§ ABOUT THIS TASK
Copy out every line of the data where the word "grass" is found.
Segment Start: EXERCISE INPUT
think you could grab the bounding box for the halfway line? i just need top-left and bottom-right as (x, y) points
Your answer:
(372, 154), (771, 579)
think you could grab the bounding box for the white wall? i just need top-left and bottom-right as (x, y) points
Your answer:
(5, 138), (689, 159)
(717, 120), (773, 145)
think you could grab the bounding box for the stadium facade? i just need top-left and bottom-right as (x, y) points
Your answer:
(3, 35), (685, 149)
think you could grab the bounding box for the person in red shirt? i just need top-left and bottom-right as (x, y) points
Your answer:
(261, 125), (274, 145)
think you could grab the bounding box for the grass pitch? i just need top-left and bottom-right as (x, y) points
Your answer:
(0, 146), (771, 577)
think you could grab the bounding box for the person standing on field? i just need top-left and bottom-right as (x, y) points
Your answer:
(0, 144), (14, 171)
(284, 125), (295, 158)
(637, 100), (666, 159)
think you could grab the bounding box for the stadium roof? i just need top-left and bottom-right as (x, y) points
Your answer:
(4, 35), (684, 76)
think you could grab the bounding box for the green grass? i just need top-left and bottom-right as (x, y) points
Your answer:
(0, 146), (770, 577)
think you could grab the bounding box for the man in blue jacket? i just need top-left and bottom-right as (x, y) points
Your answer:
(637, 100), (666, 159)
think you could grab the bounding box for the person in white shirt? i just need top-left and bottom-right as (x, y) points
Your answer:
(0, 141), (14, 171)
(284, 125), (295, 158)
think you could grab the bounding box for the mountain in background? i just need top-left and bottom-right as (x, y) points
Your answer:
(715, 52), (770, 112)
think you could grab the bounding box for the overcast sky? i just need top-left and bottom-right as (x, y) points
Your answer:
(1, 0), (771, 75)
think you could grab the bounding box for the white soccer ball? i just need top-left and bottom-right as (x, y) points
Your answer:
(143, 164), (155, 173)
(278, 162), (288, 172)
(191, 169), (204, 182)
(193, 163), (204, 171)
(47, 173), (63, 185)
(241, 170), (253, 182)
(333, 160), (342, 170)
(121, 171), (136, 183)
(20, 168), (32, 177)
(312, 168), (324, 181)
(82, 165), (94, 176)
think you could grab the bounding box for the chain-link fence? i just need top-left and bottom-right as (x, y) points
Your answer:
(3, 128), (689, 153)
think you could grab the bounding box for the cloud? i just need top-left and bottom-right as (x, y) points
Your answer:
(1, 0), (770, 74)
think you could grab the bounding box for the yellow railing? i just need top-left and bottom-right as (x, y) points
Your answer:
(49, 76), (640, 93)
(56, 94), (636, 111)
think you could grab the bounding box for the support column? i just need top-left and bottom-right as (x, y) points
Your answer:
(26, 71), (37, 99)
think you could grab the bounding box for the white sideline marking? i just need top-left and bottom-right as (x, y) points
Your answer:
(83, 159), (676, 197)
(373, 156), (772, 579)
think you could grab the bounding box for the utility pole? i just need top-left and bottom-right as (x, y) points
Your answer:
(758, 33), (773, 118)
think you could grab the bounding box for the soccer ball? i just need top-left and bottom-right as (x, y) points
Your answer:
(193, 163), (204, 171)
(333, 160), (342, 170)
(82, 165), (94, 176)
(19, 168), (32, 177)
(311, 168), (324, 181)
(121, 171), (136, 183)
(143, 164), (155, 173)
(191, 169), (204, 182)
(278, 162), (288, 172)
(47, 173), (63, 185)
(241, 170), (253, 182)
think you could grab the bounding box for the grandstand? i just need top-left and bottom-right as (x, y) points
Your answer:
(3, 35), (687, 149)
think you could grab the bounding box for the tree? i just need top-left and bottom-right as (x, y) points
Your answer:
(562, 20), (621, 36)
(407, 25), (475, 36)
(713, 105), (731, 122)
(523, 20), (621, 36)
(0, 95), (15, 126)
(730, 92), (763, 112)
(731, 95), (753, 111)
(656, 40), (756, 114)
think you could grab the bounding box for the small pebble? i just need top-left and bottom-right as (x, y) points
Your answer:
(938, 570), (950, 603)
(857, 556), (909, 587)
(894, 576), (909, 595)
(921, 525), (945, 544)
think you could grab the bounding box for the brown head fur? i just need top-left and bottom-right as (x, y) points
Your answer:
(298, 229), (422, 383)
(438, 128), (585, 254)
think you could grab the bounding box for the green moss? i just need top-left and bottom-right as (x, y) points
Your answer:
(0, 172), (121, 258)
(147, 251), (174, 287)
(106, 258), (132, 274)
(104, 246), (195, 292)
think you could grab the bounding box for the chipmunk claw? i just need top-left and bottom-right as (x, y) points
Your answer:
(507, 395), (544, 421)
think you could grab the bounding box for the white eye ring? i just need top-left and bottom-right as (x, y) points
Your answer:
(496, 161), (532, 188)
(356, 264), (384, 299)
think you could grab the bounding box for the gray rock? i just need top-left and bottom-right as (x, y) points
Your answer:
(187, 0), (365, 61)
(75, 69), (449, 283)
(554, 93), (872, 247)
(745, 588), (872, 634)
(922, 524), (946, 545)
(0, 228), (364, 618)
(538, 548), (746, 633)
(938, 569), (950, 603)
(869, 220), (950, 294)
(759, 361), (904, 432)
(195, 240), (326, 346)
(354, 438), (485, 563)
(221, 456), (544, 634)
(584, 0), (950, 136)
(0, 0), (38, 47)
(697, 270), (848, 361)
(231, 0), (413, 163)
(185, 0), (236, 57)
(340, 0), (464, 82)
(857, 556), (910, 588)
Segment End: EXERCISE INPUT
§ TASK OUTPUT
think you could grab the bounding box for the grass pitch? i just need top-left and bottom-right as (x, y) points
think you could grab the bounding box for the green grass? i just need top-left and bottom-right as (x, y) points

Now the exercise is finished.